**Aufgaben**
1. Aus welchen Ländern kommen laut dem Text über Medjugorje die meisten Priester, die ihre Berufung auf den Wallfahrtsort zurückführen?
2. Setze den Text über Medjugorje nach seinem letzten Satz fort.

**Ausgangstext**
Papst-Gesandter: Medjugorje sorgt für Priesterboom

610 Priester haben ihre Berufung auf Medjugorje zurückgeführt, die meisten davon aus Italien, den USA und Deutschland, berichtete der päpstliche Sondergesandte für den kirchlich nicht anerkannten Wallfahrtsort.

Medjugorje sei ein Ort, an dem Pilger jenen Glauben vorfinden, der in ihren Herkunftsländern oft schon erloschen sei, sagte der polnische Erzbischof Henryk Hoser, der seit einer Woche als Papst-Gesandter die seelsorgliche Situation im bosnischen Wallfahrtsort begutachtet, am Mittwoch bei einer Pressekonferenz vor Ort. Religiös sei Medjugorje ein „sehr fruchtbarer Boden“, sagte der Erzbischof von Warschau-Praga.

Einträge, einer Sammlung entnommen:
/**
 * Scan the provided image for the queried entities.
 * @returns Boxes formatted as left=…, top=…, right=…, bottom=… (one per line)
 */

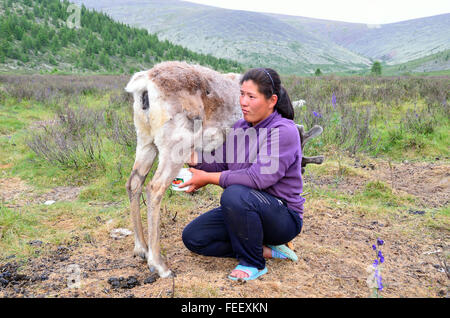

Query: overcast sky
left=183, top=0, right=450, bottom=24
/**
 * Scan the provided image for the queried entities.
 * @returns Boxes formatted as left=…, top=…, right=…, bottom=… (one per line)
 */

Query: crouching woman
left=180, top=68, right=305, bottom=280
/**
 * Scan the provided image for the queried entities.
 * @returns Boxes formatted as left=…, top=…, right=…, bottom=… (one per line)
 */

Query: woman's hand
left=179, top=168, right=221, bottom=193
left=188, top=150, right=198, bottom=167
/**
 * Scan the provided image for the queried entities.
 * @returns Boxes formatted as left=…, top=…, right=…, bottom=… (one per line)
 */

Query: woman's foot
left=228, top=265, right=267, bottom=281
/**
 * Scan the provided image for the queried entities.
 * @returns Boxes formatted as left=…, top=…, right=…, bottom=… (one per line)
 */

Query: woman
left=180, top=68, right=305, bottom=280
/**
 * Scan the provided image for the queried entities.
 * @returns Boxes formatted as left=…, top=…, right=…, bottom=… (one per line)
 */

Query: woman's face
left=239, top=80, right=277, bottom=126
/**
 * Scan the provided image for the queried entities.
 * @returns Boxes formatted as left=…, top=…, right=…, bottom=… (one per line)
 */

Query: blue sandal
left=267, top=244, right=298, bottom=262
left=228, top=265, right=267, bottom=280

**Schriftliche Antworten**
1. Die meisten kommen aus Italien, den USA und Deutschland.

2.
Marienerscheinungen nicht kirchlich anerkannt

Die im Süden von Bosnien-Herzegowina gelegene Kleinstadt Medjugorje wird jährlich von 2,5 Millionen Pilgern besucht und zählt damit zu den größten Wallfahrtsorten überhaupt. Bekannt ist sie durch Marienerscheinungen, für die es jedoch bislang keine kirchliche Anerkennung gibt.

Papst Benedikt XVI. richtete 2010 eine Kommission ein, die das Phänomen untersuchte. Eine offizielle Entscheidung steht jedoch noch aus. Im Februar hatte Papst Franziskus Hoser damit beauftragt, die Seelsorgesituation in Medjugorje zu untersuchen und diesbezügliche Richtlinien für die künftige Pilgerbetreuung zu erstellen.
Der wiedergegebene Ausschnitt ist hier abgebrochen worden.